- 課題一覧 -
a - 本文の説明によれば、最年少記録に本来価値があるのはどうしてか。1〜3文でまとめなさい。
b - 本文のうち「もっとも、そういうのは」で始まる段落を、主な事実を残して箇条書きに書き直しなさい。
c - 最年少記録の報道について論じた本文を、最後の文の後から書き継ぎなさい。

++++ 本文 ++++

連日藤井聡太棋聖のニュースが紙面や誌面や画面を賑わしている。あたしゃ将棋の事はサッパリわからないがとにかく色々と「最年少」なようだ。

メディアは若いのが大好きだ。話題性があるからだろう。どうにもこう、やった仕事の価値より年齢の話ばかりになりがちである。本来最年少記録というのは「ここから更に成長出来る時間が他の人に比べて沢山ある」から価値があるものだ。故に、正論を言えば、その余計に使える時間を使って出した他の人には到達し得なかった成果の方こそが最も注目を集めるべきだ。だが、どうにもそうなっていない。将棋の詳しい内容は知らないが、20年後に藤井聡太が今よりよい将棋を指していたとしても報道量は激減してる可能性が高い。

もっとも、そういうのは噂話でお金を稼ぐマスメディアの話であって、実際の消費者の方は案外そうでもない。ポップミュージシャンのツアー実績をみても、どの時代であってもやはり年月を重ねたベテランが強い。人は高いお金を払う娯楽にはとても敏感なんだろうなと思わされる。連日メディアを賑わす若手より、ほとんど取り上げられないベテランの方が観客を呼んでいる。アイドル業界は例外だけどもね。

++++ 格納済みデータ ++++

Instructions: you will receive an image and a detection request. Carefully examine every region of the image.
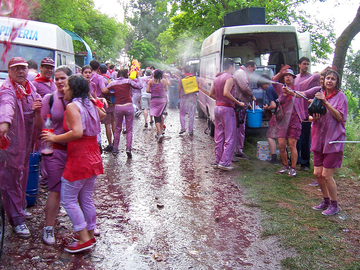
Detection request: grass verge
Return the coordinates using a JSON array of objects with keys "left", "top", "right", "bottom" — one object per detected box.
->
[{"left": 237, "top": 137, "right": 360, "bottom": 269}]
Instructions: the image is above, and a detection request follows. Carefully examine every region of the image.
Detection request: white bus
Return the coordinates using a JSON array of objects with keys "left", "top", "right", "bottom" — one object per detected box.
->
[
  {"left": 0, "top": 17, "right": 75, "bottom": 83},
  {"left": 198, "top": 25, "right": 311, "bottom": 134}
]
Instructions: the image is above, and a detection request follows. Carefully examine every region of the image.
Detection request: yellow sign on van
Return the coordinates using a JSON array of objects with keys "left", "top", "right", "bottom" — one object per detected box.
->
[{"left": 181, "top": 76, "right": 199, "bottom": 94}]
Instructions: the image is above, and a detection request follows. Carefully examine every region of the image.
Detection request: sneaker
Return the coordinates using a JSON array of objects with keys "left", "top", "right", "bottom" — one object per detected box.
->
[
  {"left": 94, "top": 228, "right": 100, "bottom": 236},
  {"left": 157, "top": 134, "right": 164, "bottom": 143},
  {"left": 43, "top": 226, "right": 55, "bottom": 245},
  {"left": 14, "top": 223, "right": 31, "bottom": 239},
  {"left": 211, "top": 162, "right": 219, "bottom": 169},
  {"left": 64, "top": 239, "right": 94, "bottom": 253},
  {"left": 289, "top": 168, "right": 297, "bottom": 177},
  {"left": 23, "top": 208, "right": 33, "bottom": 219},
  {"left": 313, "top": 200, "right": 330, "bottom": 211},
  {"left": 72, "top": 233, "right": 96, "bottom": 245},
  {"left": 276, "top": 165, "right": 290, "bottom": 174},
  {"left": 309, "top": 180, "right": 319, "bottom": 187},
  {"left": 322, "top": 204, "right": 339, "bottom": 216},
  {"left": 218, "top": 164, "right": 234, "bottom": 171},
  {"left": 235, "top": 152, "right": 250, "bottom": 159},
  {"left": 104, "top": 144, "right": 114, "bottom": 152}
]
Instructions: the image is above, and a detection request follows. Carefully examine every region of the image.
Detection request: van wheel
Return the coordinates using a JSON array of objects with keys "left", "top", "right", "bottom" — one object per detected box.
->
[
  {"left": 196, "top": 102, "right": 206, "bottom": 118},
  {"left": 0, "top": 194, "right": 5, "bottom": 258},
  {"left": 208, "top": 118, "right": 215, "bottom": 137}
]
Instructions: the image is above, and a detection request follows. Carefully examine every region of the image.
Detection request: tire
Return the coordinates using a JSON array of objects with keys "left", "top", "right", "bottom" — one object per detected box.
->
[
  {"left": 196, "top": 102, "right": 206, "bottom": 118},
  {"left": 0, "top": 194, "right": 5, "bottom": 258}
]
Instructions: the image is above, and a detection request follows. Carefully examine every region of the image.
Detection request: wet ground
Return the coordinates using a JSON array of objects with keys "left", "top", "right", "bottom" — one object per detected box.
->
[{"left": 0, "top": 109, "right": 291, "bottom": 269}]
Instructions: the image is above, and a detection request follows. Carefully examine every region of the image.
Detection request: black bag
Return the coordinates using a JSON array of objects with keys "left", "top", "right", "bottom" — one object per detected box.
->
[{"left": 308, "top": 97, "right": 326, "bottom": 116}]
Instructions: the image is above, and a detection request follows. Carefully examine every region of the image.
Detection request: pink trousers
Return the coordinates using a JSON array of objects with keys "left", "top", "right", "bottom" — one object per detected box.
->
[{"left": 214, "top": 106, "right": 236, "bottom": 167}]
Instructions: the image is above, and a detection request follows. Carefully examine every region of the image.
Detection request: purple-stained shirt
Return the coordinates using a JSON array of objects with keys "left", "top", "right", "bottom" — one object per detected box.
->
[
  {"left": 32, "top": 81, "right": 57, "bottom": 97},
  {"left": 294, "top": 73, "right": 319, "bottom": 120},
  {"left": 214, "top": 72, "right": 235, "bottom": 107},
  {"left": 90, "top": 73, "right": 105, "bottom": 97},
  {"left": 305, "top": 87, "right": 347, "bottom": 154},
  {"left": 0, "top": 77, "right": 40, "bottom": 169},
  {"left": 72, "top": 98, "right": 101, "bottom": 136},
  {"left": 41, "top": 91, "right": 69, "bottom": 145}
]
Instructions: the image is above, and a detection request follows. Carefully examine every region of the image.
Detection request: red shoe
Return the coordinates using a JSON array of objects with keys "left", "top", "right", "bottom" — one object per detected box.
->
[{"left": 64, "top": 239, "right": 94, "bottom": 253}]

++++

- 解答例 -
a - 最年少記録は、ここからさらに成長できる時間が他の人に比べてたくさんあるので価値がある。だから本来は、その余計に使える時間を使って出した、他の人には到達できなかった成果こそが最も注目を集めるべきだとされている。

b -
- 年齢ばかり話題にするのは、噂話で稼ぐマスメディアの場合で、実際の消費者は案外そうではない。
- ポップミュージシャンのツアー実績を見ると、どの時代でも年月を重ねたベテランが強い。
- 人は高いお金を払う娯楽にはとても敏感なのだろうと思わされる。
- メディアを連日賑わす若手より、ほとんど取り上げられないベテランの方が観客を呼んでいる。
- ただし、アイドル業界は例外である。

c -
宇多田ヒカルも、そういったマスメディアの最年少好き若手好きの餌食になったクチだ。当時を知らない人でも、15歳でデビューして半年で史上最高売上に到達したときけばまぁ大体想像がつくだろう。困った事に、こと数字だけをみるとこの時がピークだったというのが事態を面倒臭いものにしている。

楽曲の評価についてはなかなか個々の趣味や時代性の影響を受けやすく一概に論じるのは難しいが、コンサートとなるとある程度の練度というものが見えてくる。上述のように興行となるとベテランが強いのは、ライブコンサートというものがアーティスト本人は勿論のことそれを支えるスタッフや聴衆たちもまた時間をかけて練度を上げる事で成熟していく性質を持つからだ。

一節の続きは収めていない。